Goal:
Locate each line below that contains the string "grass" and copy every such line in full.

***

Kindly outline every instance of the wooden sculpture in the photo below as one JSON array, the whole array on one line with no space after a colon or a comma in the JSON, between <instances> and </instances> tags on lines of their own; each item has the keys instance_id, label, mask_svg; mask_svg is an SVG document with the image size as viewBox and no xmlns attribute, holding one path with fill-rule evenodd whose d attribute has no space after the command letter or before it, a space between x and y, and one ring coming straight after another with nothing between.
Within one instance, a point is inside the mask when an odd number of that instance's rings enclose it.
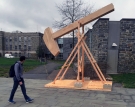
<instances>
[{"instance_id":1,"label":"wooden sculpture","mask_svg":"<svg viewBox=\"0 0 135 107\"><path fill-rule=\"evenodd\" d=\"M84 37L84 25L98 19L101 16L104 16L110 12L114 11L113 4L109 4L100 10L89 14L88 16L66 26L65 28L62 28L55 33L52 32L51 28L46 28L44 31L44 42L50 52L57 56L60 52L59 47L55 39L75 30L78 29L78 32L76 34L78 38L78 42L75 45L74 49L70 53L69 57L67 58L66 62L62 66L61 70L57 74L56 78L53 82L46 84L45 87L58 87L58 88L73 88L73 89L87 89L87 90L105 90L105 91L111 91L112 87L112 81L106 81L104 75L102 74L100 68L97 65L97 62L93 58L88 46L85 43L85 37ZM80 27L82 27L82 34L80 32ZM95 72L97 73L100 81L93 81L89 80L86 81L84 79L84 53L86 53L90 63L92 64ZM75 56L78 56L78 75L77 80L64 80L63 77L66 74L69 66L73 62L73 59ZM82 80L80 80L80 72L82 73ZM59 79L60 78L60 79Z\"/></svg>"}]
</instances>

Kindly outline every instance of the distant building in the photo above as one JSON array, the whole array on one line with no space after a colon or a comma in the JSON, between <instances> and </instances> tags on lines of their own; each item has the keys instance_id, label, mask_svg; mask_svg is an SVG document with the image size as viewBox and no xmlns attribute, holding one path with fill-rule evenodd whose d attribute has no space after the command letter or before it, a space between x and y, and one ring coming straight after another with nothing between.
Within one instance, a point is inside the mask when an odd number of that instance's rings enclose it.
<instances>
[{"instance_id":1,"label":"distant building","mask_svg":"<svg viewBox=\"0 0 135 107\"><path fill-rule=\"evenodd\" d=\"M38 46L44 45L39 32L0 32L0 55L11 53L15 57L35 57Z\"/></svg>"},{"instance_id":2,"label":"distant building","mask_svg":"<svg viewBox=\"0 0 135 107\"><path fill-rule=\"evenodd\" d=\"M135 19L100 18L89 38L94 58L107 73L135 72Z\"/></svg>"}]
</instances>

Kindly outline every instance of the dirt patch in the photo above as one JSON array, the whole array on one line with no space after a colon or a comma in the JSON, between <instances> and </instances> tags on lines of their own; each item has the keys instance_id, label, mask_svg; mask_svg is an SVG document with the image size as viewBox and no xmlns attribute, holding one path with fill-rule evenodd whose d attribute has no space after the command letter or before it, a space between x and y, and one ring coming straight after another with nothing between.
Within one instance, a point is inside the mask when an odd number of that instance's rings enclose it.
<instances>
[{"instance_id":1,"label":"dirt patch","mask_svg":"<svg viewBox=\"0 0 135 107\"><path fill-rule=\"evenodd\" d=\"M54 70L54 71L47 77L47 79L48 79L48 80L54 80L59 71L60 71L60 70ZM63 74L63 72L61 73L60 76L62 76L62 74ZM72 68L69 68L68 71L66 72L65 76L64 76L64 79L76 79L76 77L77 77L77 74L73 71Z\"/></svg>"}]
</instances>

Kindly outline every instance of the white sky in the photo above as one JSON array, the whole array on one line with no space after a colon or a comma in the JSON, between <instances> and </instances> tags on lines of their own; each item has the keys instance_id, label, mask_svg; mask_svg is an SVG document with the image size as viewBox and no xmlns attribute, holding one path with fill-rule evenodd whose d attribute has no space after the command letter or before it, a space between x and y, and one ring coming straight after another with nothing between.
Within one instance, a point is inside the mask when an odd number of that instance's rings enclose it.
<instances>
[{"instance_id":1,"label":"white sky","mask_svg":"<svg viewBox=\"0 0 135 107\"><path fill-rule=\"evenodd\" d=\"M0 30L6 32L44 32L51 27L54 20L61 17L56 4L64 0L0 0ZM86 4L94 4L100 9L113 3L115 11L103 16L111 21L122 18L135 18L135 0L83 0ZM88 25L91 27L91 25Z\"/></svg>"}]
</instances>

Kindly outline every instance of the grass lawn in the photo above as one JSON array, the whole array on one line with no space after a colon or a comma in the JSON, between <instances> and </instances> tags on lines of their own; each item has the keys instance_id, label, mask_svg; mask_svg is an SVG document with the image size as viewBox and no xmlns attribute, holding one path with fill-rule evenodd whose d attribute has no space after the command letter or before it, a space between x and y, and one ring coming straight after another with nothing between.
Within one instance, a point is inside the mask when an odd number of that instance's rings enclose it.
<instances>
[{"instance_id":1,"label":"grass lawn","mask_svg":"<svg viewBox=\"0 0 135 107\"><path fill-rule=\"evenodd\" d=\"M113 82L121 83L125 88L135 88L135 73L111 74Z\"/></svg>"},{"instance_id":2,"label":"grass lawn","mask_svg":"<svg viewBox=\"0 0 135 107\"><path fill-rule=\"evenodd\" d=\"M18 58L2 58L0 57L0 77L8 77L10 66L18 61ZM24 72L27 72L39 65L43 65L39 60L26 59L23 64Z\"/></svg>"}]
</instances>

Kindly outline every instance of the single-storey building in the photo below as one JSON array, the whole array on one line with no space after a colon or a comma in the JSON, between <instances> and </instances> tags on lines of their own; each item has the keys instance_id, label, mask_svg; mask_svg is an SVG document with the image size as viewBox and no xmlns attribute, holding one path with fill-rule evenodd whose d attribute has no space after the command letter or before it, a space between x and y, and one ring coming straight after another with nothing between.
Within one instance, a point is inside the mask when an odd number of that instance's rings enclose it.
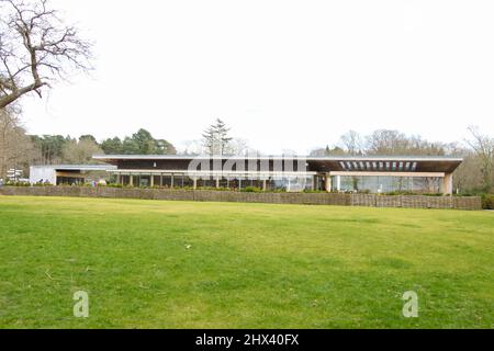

***

Exercise result:
Kindly outline every instance of the grass lawn in the photo above as one JSON array, the whole array on one line with no space after a colon or a comma in the JSON, between <instances> and </instances> tags on lines of their own; each item has the keys instance_id, label, mask_svg; mask_svg is an SVG document with the image size as viewBox and no xmlns attribute, holding one path with fill-rule evenodd whose d attribute has no space after the command letter or before it, a space between x and y, and one ring coming straight after another with nothing between.
[{"instance_id":1,"label":"grass lawn","mask_svg":"<svg viewBox=\"0 0 135 107\"><path fill-rule=\"evenodd\" d=\"M113 82L121 83L125 88L135 88L135 73L111 74Z\"/></svg>"},{"instance_id":2,"label":"grass lawn","mask_svg":"<svg viewBox=\"0 0 135 107\"><path fill-rule=\"evenodd\" d=\"M18 58L2 58L0 57L0 77L8 77L10 66L18 61ZM24 72L27 72L39 65L43 65L39 60L26 59L23 64Z\"/></svg>"}]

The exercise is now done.